* Quoted passage:
Food News

Eat Your History: A Shared Table launch

Sydney Living Museums has launched an exhibition and festival which explores the food cultures of some of our nation's earliest European settlers.

By Maya Kerthyasa
Want to dine like they did in 1788? Well, folks, you've struck it lucky. Sydney Living Museums last night launched Eat Your History: A Shared Table, an exhibition and festival exploring the food cultures of some of our nation's earliest European settlers. The exhibition at the Museum of Sydney offers a snapshot of the city's kitchens and dining rooms from the 18th century to the 1950s - Vaucluse House, Rouse Hill House & Farm and Rose Seidler House among them - all of which you can experience first-hand through the festival's program of talks, feasts and events. These kick off on 1 October with a tour of the 19th-century working-class kitchens of Susannah Place in The Rocks. We paid a visit to the Museum of Sydney to see what it's all about.

* Short problem A:
Reproduce the food exhibition article word for word, everything from "By Maya Kerthyasa" down to "it's all about.".
* Short problem B:
Name the houses that the food exhibition article lists among the city's kitchens and dining rooms shown in the exhibition.
* Short problem C:
Carry on the food exhibition article with its next part, picking up after its final sentence.
You won't need the listing that comes after this text.

* Excerpted records:
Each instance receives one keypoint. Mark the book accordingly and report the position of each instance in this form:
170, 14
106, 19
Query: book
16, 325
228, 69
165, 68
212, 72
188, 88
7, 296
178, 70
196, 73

* Final result A:
By Maya Kerthyasa
Want to dine like they did in 1788? Well, folks, you've struck it lucky. Sydney Living Museums last night launched Eat Your History: A Shared Table, an exhibition and festival exploring the food cultures of some of our nation's earliest European settlers. The exhibition at the Museum of Sydney offers a snapshot of the city's kitchens and dining rooms from the 18th century to the 1950s - Vaucluse House, Rouse Hill House & Farm and Rose Seidler House among them - all of which you can experience first-hand through the festival's program of talks, feasts and events. These kick off on 1 October with a tour of the 19th-century working-class kitchens of Susannah Place in The Rocks. We paid a visit to the Museum of Sydney to see what it's all about.

* Final result B:
Vaucluse House
Rouse Hill House & Farm
Rose Seidler House

* Final result C:
The food Pork pies with Rouse Hill House & Farm tomato chutney began proceedings, followed by a guided cheese tasting, featuring lemon myrtle chèvre inspired by the early settlers' reliance on goat's milk in the late 1700s and early 1800s, Pyengana aged cheddar reminiscent of the colonial-style cheeses of the 1830s, and a Roquefort standing in for the one British naturalist William Sharp Macleay served at a dinner party in 1859.
The drink Sure, there was wine, but who needs wine when you've got a beer and mead hybrid called braggot? Peach braggot from the good folk at Young Henrys, to be exact, is inspired by the abundance of peaches in the late 1700s, which were left to fall from trees and ferment to such a state that they would intoxicate the hogs to which they were eventually fed. Potent stuff.
We loved The exhibition itself offered an eye-opening look into the kitchens of Sydney's past. The cheese tasting, too, was a highlight, and the braggot kept us lining up for more. History, it seems, tastes pretty darned good.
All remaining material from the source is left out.